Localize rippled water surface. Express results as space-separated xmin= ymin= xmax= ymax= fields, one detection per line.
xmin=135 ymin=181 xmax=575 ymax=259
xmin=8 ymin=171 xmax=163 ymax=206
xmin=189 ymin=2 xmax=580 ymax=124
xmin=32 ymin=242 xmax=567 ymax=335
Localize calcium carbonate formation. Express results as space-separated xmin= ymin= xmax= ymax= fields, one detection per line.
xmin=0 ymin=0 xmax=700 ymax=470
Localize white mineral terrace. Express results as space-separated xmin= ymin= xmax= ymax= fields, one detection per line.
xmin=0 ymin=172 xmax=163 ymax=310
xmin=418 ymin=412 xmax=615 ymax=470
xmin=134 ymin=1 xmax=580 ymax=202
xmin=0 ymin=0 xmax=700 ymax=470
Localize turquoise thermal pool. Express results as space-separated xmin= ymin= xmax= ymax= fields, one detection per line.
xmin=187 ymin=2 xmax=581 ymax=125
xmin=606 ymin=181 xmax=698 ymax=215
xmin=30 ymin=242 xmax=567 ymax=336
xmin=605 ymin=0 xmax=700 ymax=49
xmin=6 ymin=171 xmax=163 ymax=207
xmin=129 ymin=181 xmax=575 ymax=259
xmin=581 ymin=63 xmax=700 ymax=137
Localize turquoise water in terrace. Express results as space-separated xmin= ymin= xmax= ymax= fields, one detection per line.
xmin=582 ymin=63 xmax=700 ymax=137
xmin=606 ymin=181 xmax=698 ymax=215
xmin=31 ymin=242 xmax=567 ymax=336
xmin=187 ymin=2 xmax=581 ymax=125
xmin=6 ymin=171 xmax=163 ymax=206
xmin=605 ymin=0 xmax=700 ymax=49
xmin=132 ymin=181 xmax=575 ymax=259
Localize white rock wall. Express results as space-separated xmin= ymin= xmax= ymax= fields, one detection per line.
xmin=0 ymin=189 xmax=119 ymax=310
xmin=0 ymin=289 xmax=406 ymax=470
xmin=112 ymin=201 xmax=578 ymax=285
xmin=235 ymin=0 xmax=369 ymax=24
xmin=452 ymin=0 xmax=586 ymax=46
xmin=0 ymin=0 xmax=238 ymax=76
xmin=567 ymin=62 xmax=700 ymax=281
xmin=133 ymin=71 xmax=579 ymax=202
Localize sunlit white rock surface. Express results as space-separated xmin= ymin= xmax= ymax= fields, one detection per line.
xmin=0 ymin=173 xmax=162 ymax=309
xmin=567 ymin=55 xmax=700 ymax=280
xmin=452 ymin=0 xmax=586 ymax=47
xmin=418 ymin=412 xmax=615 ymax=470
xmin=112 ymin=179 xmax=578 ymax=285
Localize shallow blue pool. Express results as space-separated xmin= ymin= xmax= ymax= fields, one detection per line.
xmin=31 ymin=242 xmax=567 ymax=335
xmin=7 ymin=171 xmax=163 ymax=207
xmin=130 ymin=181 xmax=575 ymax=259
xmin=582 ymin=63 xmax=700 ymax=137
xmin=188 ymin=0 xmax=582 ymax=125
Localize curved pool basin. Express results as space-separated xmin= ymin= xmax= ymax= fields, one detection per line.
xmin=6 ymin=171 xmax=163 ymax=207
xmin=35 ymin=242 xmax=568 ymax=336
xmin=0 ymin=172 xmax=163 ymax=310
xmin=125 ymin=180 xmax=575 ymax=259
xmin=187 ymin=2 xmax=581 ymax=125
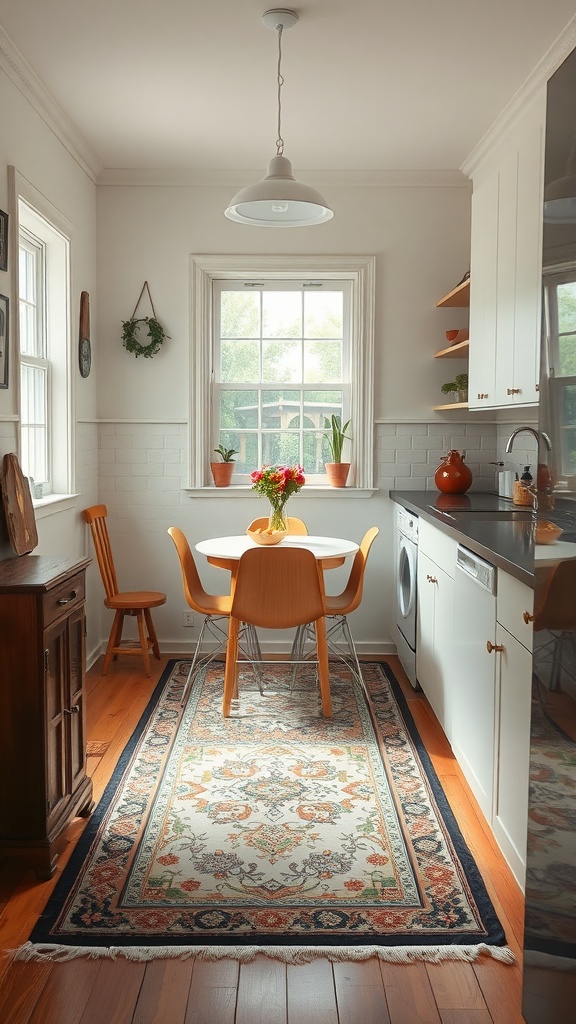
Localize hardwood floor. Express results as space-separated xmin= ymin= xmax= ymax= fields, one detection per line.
xmin=0 ymin=656 xmax=524 ymax=1024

DESCRIPTION OF THE TASK: Reproduce every one of the lines above verbatim, omitting any pictures.

EXERCISE RESULT:
Localize rippled water surface. Express results as space-separated xmin= ymin= xmax= ymax= fields, one detection per line.
xmin=135 ymin=181 xmax=575 ymax=259
xmin=8 ymin=171 xmax=163 ymax=206
xmin=189 ymin=2 xmax=580 ymax=124
xmin=32 ymin=242 xmax=567 ymax=335
Localize calcium carbonate formation. Express results as space-separated xmin= ymin= xmax= ymax= fields, one detection per line.
xmin=0 ymin=0 xmax=700 ymax=470
Localize white mineral terrace. Express results as space-separated xmin= ymin= xmax= ymax= fields, one detection per line.
xmin=0 ymin=172 xmax=163 ymax=310
xmin=418 ymin=412 xmax=615 ymax=470
xmin=134 ymin=1 xmax=580 ymax=202
xmin=0 ymin=0 xmax=700 ymax=470
Localize turquoise thermal pool. Express results as space-separated xmin= ymin= xmax= ymax= fields, one detection per line.
xmin=187 ymin=2 xmax=581 ymax=125
xmin=606 ymin=181 xmax=698 ymax=215
xmin=30 ymin=242 xmax=567 ymax=336
xmin=605 ymin=0 xmax=700 ymax=49
xmin=6 ymin=171 xmax=163 ymax=207
xmin=129 ymin=181 xmax=575 ymax=259
xmin=581 ymin=63 xmax=700 ymax=137
Localize turquoise water in terrace. Express results as space-separated xmin= ymin= xmax= ymax= fields, one detection per line.
xmin=582 ymin=63 xmax=700 ymax=137
xmin=606 ymin=181 xmax=698 ymax=215
xmin=31 ymin=242 xmax=567 ymax=336
xmin=187 ymin=2 xmax=581 ymax=125
xmin=6 ymin=171 xmax=163 ymax=206
xmin=605 ymin=0 xmax=700 ymax=49
xmin=132 ymin=181 xmax=575 ymax=259
Localize white rock wall. Express results as space-separated xmin= ymin= xmax= ymax= fields, one detection per line.
xmin=0 ymin=189 xmax=119 ymax=310
xmin=0 ymin=289 xmax=406 ymax=470
xmin=112 ymin=201 xmax=578 ymax=285
xmin=235 ymin=0 xmax=369 ymax=24
xmin=452 ymin=0 xmax=586 ymax=46
xmin=0 ymin=0 xmax=238 ymax=76
xmin=567 ymin=62 xmax=700 ymax=281
xmin=133 ymin=71 xmax=579 ymax=202
Localize sunlit white rock surface. Express results as space-separated xmin= ymin= xmax= ymax= fields, one detection per line.
xmin=0 ymin=173 xmax=162 ymax=309
xmin=567 ymin=55 xmax=700 ymax=280
xmin=452 ymin=0 xmax=586 ymax=47
xmin=418 ymin=412 xmax=615 ymax=470
xmin=112 ymin=179 xmax=578 ymax=285
Localize shallow blue pool. Express results as space-separated xmin= ymin= xmax= ymax= fields, one detection per line.
xmin=31 ymin=242 xmax=567 ymax=335
xmin=7 ymin=171 xmax=163 ymax=207
xmin=130 ymin=181 xmax=575 ymax=259
xmin=582 ymin=63 xmax=700 ymax=137
xmin=188 ymin=0 xmax=582 ymax=125
Localize curved pool basin. Express results as space-separated xmin= ymin= xmax= ymax= fields, one detection per line.
xmin=6 ymin=171 xmax=163 ymax=207
xmin=35 ymin=242 xmax=568 ymax=336
xmin=0 ymin=172 xmax=163 ymax=310
xmin=125 ymin=180 xmax=575 ymax=259
xmin=187 ymin=2 xmax=581 ymax=125
Localize hardwood floor. Express results as space-separated xmin= ymin= xmax= ymax= fields, one detection per line.
xmin=0 ymin=656 xmax=524 ymax=1024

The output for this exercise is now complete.